## Aim of the task
Scan the records for the word "groomed". Return each line where it is found.

___ Given data

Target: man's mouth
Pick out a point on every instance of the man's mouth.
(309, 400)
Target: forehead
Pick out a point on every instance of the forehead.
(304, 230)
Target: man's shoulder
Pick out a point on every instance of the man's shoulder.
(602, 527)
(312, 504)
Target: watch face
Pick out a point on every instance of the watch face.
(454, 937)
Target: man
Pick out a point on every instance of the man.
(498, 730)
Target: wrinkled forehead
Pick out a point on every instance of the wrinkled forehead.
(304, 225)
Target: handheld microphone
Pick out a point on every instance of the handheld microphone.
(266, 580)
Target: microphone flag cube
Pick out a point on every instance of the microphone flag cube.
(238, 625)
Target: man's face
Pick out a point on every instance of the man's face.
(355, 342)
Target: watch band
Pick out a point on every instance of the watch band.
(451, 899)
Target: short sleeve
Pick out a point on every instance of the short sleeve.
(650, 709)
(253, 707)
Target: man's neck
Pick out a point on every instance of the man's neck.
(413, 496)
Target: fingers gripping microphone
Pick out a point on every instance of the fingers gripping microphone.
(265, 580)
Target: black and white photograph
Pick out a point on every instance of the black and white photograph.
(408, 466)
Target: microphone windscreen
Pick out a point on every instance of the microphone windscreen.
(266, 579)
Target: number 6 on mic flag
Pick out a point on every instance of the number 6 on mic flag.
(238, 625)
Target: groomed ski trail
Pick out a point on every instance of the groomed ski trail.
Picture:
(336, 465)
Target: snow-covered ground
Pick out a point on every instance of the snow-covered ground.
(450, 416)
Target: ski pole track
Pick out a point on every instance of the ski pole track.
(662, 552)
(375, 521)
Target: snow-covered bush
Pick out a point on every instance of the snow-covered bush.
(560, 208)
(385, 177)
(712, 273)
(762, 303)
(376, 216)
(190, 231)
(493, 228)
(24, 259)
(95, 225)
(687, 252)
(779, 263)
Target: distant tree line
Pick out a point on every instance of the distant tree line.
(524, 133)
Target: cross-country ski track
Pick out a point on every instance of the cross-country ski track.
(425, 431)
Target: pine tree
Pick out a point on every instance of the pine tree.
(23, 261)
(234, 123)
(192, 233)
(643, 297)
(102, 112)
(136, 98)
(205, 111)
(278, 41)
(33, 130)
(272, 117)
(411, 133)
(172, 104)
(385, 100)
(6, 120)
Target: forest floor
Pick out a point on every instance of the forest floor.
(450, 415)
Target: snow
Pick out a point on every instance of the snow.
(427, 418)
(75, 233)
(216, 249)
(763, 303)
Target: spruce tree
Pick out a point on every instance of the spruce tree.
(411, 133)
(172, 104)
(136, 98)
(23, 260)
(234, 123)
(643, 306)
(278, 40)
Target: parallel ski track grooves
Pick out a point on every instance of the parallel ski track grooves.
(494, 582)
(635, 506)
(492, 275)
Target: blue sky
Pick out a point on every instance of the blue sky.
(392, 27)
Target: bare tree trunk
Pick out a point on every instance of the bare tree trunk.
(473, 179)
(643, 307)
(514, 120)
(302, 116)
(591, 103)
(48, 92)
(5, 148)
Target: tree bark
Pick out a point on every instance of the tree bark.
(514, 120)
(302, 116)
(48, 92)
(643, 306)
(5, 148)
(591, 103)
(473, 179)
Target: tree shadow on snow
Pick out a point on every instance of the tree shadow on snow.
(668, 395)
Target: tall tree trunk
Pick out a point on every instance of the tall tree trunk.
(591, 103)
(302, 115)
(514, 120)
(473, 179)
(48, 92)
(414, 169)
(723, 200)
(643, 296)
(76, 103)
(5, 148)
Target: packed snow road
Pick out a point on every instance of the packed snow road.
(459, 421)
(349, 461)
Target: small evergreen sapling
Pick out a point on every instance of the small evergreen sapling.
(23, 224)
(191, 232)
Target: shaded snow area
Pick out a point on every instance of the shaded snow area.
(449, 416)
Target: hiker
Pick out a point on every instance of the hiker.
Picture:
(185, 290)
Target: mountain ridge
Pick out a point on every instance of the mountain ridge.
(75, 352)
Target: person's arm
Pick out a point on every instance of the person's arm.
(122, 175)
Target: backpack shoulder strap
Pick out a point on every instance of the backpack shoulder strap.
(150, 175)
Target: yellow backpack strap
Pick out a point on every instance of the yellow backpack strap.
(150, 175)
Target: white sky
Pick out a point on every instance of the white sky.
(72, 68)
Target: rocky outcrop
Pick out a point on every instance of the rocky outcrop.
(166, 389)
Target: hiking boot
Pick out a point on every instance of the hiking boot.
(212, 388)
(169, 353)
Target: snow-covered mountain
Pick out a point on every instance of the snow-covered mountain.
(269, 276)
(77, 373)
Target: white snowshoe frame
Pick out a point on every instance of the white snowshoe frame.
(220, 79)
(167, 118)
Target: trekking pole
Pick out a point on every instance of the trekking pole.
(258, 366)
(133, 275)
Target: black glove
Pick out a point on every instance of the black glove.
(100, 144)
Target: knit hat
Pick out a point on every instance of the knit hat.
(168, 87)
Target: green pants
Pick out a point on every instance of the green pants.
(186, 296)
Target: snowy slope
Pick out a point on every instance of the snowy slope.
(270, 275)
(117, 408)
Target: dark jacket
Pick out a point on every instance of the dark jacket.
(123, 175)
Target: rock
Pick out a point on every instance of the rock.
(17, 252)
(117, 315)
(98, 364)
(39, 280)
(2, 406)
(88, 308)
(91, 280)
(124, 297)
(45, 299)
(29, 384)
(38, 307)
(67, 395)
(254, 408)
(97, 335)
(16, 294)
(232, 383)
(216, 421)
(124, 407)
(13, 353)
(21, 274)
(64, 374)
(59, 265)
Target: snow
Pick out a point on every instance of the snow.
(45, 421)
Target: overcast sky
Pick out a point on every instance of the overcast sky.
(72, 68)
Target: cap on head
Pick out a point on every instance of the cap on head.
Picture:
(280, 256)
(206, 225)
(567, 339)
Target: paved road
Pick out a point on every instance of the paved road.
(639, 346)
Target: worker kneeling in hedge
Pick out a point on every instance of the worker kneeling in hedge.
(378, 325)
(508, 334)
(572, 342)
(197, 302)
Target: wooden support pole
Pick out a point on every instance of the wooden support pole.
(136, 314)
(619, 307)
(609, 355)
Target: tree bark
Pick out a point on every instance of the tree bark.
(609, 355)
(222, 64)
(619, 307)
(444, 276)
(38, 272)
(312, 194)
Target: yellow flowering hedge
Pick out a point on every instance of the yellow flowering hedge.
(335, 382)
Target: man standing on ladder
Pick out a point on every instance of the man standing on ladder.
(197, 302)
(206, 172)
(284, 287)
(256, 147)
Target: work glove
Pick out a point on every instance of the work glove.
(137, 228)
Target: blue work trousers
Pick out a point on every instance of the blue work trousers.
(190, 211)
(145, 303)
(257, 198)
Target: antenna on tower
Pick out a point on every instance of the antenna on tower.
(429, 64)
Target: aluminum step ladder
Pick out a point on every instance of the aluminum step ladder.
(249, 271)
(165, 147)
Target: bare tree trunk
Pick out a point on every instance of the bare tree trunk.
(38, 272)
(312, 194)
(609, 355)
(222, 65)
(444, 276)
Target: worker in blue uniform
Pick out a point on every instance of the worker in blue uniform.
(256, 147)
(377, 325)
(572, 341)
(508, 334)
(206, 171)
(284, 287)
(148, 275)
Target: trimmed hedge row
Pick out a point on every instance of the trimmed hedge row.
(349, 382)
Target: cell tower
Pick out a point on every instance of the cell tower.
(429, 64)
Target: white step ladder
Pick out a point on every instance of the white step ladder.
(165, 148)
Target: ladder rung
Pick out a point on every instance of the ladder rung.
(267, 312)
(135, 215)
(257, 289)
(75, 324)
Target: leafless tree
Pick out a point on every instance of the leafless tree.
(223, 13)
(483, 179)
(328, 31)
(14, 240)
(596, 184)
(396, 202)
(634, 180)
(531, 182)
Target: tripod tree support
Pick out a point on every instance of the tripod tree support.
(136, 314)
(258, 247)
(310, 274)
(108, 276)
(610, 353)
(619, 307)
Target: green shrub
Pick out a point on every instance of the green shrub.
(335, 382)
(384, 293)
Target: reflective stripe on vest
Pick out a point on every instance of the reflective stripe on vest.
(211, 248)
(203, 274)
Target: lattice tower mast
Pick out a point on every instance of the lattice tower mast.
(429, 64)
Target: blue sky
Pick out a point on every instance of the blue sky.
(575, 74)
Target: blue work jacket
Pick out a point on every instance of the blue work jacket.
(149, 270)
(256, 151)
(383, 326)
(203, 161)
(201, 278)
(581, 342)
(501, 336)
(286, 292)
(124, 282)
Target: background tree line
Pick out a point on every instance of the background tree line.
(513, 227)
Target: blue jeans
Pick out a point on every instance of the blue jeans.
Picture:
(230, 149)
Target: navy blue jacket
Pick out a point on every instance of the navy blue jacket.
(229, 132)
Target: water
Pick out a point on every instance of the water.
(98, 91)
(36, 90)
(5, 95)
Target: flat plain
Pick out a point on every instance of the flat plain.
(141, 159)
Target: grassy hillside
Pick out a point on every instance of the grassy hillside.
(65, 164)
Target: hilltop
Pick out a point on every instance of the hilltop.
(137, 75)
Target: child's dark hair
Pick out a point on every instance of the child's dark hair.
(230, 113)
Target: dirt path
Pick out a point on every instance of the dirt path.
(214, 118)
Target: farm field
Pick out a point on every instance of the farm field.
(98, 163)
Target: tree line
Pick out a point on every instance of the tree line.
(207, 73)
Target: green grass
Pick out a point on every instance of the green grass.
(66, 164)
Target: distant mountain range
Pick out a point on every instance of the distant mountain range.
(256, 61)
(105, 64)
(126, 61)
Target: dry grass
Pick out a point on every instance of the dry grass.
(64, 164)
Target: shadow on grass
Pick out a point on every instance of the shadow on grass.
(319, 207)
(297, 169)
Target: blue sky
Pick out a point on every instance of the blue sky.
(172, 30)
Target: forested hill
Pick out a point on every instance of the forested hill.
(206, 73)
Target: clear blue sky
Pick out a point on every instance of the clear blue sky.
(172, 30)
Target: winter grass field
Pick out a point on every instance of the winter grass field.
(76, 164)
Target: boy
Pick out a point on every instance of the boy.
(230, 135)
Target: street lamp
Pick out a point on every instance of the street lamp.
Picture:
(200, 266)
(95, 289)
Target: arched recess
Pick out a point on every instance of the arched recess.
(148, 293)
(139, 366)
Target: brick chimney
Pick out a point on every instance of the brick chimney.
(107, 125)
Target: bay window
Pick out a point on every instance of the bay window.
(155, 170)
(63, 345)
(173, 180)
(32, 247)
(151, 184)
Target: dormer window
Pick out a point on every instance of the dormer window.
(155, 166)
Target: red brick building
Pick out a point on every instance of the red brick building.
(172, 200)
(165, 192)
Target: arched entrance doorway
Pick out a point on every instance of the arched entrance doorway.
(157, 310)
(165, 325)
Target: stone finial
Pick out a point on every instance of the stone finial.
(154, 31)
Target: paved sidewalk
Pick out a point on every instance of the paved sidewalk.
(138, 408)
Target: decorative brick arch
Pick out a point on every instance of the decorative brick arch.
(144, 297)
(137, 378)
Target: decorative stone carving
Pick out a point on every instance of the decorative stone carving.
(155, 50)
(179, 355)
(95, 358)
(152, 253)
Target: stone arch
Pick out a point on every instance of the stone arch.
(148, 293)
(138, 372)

______

## Result
Target: groomed ski trail
Pick out a point on every instance of the groomed ski trail.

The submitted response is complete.